** Start of Exercise input **

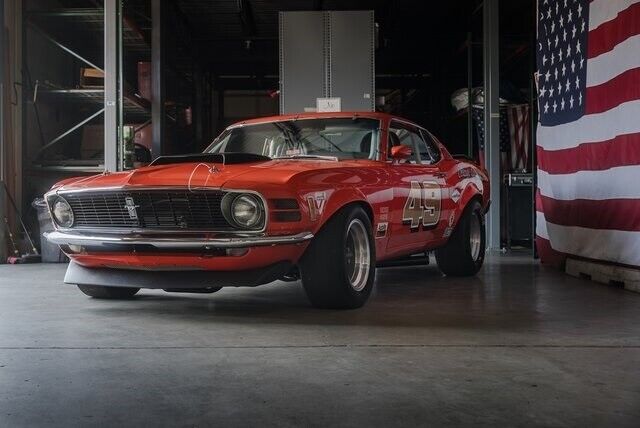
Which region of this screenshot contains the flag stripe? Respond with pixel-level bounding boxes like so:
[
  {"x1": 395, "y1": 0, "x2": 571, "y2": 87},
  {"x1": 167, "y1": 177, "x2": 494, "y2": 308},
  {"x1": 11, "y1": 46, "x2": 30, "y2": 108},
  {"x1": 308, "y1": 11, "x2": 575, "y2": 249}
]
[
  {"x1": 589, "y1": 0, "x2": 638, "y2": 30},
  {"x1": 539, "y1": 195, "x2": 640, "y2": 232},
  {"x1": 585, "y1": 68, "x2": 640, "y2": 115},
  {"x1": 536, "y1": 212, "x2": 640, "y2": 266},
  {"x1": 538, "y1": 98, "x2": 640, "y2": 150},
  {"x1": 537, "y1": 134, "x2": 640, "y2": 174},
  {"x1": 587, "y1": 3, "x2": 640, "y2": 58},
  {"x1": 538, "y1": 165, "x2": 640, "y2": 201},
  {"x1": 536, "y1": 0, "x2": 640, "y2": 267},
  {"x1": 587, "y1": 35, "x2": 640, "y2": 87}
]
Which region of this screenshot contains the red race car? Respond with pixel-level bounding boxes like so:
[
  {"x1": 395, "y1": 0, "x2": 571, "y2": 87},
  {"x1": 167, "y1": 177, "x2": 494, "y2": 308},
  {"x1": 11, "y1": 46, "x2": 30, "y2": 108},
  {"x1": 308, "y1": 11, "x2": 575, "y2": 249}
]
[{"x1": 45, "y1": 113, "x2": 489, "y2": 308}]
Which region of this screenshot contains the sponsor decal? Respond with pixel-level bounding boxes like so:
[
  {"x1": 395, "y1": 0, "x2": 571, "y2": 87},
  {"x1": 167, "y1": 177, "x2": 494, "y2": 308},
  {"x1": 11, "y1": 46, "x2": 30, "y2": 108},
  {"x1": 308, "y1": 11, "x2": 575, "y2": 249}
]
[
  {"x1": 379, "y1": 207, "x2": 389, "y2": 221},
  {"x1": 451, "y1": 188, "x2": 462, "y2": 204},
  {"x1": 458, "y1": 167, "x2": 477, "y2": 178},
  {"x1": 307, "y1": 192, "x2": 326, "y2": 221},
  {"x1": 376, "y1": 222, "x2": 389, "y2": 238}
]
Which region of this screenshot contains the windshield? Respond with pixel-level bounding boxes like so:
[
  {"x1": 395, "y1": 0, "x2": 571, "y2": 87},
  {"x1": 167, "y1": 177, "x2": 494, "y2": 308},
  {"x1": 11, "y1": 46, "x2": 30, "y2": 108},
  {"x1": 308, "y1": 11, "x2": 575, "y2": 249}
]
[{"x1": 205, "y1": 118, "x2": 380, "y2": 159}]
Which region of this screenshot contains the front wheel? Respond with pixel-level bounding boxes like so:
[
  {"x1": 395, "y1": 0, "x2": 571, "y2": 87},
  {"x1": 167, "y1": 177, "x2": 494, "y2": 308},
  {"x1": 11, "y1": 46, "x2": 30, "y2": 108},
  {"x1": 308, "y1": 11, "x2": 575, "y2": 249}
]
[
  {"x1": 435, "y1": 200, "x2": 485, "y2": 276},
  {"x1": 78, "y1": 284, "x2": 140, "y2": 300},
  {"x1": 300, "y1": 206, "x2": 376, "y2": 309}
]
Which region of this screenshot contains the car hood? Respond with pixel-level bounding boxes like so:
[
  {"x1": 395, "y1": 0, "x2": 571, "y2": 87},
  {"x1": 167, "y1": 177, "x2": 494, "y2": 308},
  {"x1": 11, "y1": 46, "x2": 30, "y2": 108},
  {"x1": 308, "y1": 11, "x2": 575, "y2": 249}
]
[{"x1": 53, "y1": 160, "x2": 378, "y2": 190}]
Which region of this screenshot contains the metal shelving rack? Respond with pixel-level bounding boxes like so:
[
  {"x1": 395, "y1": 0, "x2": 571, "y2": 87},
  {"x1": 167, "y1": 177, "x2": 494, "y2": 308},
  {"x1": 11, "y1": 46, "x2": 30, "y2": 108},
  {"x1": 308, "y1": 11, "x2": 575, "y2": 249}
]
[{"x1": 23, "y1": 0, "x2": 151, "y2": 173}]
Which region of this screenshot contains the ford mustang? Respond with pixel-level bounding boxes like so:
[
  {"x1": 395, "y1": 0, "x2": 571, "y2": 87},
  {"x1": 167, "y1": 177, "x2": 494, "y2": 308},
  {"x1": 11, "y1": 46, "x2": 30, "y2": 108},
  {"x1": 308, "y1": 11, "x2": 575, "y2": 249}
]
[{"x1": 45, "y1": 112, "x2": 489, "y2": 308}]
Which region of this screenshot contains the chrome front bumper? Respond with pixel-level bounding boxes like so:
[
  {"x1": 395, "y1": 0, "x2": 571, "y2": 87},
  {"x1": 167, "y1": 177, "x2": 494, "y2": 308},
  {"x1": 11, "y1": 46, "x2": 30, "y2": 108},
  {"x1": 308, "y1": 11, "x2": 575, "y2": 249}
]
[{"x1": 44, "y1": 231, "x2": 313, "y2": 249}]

** End of Exercise input **
** Start of Exercise input **

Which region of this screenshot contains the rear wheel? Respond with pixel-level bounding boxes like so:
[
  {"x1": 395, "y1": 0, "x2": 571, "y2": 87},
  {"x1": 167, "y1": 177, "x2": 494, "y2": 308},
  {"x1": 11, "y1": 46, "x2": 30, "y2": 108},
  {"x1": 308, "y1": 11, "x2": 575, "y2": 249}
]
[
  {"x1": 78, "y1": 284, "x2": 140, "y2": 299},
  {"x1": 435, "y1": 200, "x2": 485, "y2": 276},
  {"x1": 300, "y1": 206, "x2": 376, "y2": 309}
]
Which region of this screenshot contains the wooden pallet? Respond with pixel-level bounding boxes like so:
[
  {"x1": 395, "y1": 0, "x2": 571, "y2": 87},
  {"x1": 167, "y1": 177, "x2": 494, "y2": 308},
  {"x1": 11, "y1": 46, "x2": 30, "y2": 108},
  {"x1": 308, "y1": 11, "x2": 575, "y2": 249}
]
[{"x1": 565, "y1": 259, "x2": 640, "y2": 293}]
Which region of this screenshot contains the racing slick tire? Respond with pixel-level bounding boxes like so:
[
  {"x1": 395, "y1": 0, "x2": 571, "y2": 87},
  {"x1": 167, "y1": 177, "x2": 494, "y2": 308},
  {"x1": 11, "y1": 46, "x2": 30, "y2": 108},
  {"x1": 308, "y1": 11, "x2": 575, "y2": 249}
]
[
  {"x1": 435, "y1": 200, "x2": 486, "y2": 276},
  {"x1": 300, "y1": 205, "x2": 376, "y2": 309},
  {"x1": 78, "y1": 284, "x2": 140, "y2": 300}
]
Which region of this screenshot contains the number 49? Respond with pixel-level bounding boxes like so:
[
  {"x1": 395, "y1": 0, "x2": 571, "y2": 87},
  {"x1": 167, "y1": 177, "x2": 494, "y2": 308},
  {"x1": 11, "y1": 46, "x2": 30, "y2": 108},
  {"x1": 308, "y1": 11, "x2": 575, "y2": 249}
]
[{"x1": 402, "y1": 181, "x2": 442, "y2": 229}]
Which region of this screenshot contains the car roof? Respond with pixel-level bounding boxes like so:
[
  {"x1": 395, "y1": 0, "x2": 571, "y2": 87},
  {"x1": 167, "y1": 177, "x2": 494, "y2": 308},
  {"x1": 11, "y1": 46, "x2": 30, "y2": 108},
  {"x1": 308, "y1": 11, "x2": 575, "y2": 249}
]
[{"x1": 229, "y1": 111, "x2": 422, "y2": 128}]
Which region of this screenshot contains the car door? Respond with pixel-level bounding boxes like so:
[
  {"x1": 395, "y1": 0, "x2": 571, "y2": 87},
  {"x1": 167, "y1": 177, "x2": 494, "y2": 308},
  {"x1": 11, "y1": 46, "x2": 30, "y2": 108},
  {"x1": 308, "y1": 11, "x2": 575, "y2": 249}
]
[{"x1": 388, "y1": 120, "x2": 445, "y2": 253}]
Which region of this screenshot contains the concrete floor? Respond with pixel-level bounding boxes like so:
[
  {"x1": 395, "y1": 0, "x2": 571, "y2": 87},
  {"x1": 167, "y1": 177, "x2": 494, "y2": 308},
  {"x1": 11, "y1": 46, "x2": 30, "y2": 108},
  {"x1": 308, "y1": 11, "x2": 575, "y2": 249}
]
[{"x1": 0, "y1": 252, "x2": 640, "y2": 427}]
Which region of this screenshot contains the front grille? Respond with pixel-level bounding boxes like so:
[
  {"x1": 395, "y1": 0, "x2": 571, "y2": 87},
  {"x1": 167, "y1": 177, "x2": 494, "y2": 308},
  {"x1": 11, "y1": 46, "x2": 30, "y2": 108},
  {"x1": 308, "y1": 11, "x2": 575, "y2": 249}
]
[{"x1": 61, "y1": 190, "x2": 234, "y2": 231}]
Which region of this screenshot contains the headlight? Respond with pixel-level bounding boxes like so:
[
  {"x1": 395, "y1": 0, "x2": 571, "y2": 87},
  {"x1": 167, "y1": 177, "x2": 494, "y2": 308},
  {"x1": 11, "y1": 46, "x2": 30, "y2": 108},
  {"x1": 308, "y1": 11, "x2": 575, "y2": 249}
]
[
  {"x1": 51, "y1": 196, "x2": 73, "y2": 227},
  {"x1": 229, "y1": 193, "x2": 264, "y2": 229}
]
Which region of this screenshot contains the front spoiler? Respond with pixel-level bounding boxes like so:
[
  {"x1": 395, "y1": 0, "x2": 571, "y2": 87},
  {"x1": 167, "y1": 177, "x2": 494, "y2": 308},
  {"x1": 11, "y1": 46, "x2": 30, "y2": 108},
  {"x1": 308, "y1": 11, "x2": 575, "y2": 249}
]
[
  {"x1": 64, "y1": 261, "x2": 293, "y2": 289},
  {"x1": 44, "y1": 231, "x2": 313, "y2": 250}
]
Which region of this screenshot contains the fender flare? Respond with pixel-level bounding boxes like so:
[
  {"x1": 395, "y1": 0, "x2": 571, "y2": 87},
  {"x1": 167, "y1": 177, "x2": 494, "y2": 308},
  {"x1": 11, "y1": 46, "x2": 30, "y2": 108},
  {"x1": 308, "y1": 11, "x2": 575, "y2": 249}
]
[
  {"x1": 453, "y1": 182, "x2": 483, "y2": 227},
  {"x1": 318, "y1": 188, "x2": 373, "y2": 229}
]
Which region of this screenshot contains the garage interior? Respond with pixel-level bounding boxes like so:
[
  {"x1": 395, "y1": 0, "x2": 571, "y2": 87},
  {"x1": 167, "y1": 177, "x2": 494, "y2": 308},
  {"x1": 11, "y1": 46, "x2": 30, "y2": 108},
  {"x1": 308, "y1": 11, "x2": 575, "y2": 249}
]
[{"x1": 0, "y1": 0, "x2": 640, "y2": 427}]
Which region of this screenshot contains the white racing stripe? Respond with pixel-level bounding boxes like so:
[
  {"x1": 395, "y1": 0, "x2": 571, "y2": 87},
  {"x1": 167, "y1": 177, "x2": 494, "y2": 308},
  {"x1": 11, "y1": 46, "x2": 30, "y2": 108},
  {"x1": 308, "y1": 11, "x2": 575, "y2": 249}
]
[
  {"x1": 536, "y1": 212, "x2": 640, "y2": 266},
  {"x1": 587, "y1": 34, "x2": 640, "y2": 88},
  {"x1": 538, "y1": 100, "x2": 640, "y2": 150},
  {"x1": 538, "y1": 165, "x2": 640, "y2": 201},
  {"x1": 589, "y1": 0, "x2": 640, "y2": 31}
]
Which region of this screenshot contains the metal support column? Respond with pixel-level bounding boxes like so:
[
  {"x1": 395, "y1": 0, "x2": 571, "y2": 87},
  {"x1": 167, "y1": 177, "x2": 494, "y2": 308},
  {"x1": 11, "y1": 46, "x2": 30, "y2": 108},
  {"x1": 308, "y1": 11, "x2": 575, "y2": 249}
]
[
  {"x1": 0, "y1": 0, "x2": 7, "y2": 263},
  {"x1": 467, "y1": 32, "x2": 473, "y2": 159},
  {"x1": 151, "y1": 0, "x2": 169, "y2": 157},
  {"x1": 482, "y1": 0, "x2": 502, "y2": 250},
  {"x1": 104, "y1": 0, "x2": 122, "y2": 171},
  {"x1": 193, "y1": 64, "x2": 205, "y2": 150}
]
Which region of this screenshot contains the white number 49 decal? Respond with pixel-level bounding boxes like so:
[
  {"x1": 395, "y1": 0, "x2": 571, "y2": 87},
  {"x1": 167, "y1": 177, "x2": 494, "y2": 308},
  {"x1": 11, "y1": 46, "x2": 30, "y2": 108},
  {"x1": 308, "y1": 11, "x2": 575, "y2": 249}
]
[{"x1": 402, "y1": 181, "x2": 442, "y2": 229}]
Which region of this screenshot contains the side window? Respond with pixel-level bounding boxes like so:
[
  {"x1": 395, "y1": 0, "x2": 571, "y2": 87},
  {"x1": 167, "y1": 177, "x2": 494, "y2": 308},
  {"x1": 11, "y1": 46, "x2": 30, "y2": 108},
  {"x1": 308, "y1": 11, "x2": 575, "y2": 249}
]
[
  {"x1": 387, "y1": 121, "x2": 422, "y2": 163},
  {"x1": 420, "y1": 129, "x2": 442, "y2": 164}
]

** End of Exercise input **

## Aim of the exercise
Identify each line in the records above that contains the word "metal", matching case exactly, and copy every such line in full.

## Exercise solution
Which region of this screenshot contains the metal shelving rack? Respond with pixel-level bounding boxes like so:
Which region of this screenshot contains the metal support column? Respond with pixel-level bounding boxes like so:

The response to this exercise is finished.